Exercise task = Count the lines below that contain the string "jacket", treating uppercase and lowercase as different, and give only the number.

The input =

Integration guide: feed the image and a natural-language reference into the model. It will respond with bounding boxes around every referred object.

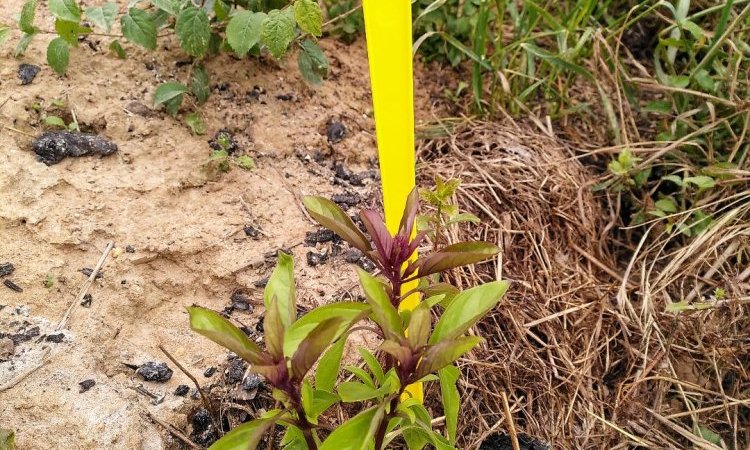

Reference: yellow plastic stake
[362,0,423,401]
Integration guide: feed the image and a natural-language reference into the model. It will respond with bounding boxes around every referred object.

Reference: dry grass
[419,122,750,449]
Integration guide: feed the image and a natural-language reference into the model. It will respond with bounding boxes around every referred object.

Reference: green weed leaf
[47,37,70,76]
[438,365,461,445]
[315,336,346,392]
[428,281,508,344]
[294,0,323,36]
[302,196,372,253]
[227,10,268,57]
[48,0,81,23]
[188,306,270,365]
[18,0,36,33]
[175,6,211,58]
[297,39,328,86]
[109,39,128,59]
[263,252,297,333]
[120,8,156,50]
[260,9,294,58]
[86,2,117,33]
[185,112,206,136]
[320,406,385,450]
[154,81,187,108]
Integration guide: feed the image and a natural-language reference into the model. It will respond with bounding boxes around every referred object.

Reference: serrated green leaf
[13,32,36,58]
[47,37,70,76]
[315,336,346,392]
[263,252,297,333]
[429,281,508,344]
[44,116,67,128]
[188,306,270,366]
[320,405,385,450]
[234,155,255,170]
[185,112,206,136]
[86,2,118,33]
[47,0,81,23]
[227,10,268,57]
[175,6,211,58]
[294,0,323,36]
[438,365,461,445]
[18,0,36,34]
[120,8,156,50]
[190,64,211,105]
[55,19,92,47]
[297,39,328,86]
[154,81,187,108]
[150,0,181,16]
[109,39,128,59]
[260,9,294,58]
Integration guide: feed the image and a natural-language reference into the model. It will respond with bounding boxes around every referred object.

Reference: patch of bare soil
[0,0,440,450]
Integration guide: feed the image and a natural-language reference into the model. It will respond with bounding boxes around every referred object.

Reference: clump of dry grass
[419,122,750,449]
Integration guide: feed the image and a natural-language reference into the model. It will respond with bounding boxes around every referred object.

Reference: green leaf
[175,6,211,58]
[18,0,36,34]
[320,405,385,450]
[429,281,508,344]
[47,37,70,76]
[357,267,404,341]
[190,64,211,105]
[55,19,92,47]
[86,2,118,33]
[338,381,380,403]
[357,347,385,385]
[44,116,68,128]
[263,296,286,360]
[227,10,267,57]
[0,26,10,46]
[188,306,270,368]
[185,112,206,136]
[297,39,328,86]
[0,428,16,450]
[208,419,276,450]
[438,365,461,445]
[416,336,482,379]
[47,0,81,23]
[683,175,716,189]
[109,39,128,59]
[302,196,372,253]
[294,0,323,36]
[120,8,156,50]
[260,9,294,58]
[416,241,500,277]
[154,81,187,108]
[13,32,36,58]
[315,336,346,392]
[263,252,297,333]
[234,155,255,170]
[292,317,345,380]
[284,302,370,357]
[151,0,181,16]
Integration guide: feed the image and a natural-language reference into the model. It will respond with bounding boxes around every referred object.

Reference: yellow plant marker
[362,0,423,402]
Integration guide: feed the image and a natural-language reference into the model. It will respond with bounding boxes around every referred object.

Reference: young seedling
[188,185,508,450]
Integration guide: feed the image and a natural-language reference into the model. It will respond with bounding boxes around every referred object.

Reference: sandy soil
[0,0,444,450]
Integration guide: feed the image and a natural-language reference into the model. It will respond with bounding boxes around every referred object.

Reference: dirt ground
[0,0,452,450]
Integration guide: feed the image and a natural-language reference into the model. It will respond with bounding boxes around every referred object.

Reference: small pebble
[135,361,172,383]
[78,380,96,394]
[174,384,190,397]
==
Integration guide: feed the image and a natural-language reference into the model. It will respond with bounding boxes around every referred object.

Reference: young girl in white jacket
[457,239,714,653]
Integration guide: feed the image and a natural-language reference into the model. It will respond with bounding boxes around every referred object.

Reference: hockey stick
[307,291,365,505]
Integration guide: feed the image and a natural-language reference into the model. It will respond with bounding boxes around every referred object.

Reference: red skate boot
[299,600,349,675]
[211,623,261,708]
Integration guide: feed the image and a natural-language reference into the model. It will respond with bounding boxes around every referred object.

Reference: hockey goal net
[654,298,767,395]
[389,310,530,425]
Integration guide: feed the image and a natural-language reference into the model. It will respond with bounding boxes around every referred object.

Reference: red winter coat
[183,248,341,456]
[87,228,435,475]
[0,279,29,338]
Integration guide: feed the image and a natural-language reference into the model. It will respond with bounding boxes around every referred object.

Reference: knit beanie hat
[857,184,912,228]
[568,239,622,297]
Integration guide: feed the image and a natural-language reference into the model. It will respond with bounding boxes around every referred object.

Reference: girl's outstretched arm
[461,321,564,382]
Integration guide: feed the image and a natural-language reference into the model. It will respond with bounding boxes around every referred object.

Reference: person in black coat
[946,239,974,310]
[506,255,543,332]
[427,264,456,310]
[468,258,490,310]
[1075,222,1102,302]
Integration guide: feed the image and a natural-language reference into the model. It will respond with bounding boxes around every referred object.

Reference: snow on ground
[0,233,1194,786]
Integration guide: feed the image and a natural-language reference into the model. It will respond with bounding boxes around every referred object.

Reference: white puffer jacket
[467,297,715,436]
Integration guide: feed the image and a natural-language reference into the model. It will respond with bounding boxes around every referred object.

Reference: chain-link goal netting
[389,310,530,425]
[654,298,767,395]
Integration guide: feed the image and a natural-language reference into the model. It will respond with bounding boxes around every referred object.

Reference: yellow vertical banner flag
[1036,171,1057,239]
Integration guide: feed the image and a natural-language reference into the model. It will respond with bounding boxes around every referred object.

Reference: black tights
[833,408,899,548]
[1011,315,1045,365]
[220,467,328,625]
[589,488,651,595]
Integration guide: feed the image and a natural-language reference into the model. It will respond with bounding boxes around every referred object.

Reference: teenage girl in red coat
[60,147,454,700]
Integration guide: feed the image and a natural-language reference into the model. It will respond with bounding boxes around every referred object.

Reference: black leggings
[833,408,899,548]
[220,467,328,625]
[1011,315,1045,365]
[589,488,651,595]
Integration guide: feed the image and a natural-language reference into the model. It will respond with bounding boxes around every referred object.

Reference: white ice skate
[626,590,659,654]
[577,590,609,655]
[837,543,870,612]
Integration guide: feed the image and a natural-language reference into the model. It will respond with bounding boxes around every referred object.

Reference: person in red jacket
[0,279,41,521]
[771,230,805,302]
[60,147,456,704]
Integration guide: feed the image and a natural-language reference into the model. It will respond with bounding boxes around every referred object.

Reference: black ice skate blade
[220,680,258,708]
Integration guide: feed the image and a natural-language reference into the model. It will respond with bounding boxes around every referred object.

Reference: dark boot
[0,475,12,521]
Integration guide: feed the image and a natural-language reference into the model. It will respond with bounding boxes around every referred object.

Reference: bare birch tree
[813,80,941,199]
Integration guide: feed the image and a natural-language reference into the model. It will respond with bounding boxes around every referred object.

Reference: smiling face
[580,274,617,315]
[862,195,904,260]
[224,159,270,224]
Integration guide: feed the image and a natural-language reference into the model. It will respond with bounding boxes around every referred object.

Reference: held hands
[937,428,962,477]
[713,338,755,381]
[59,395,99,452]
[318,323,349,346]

Response to this exercise = 3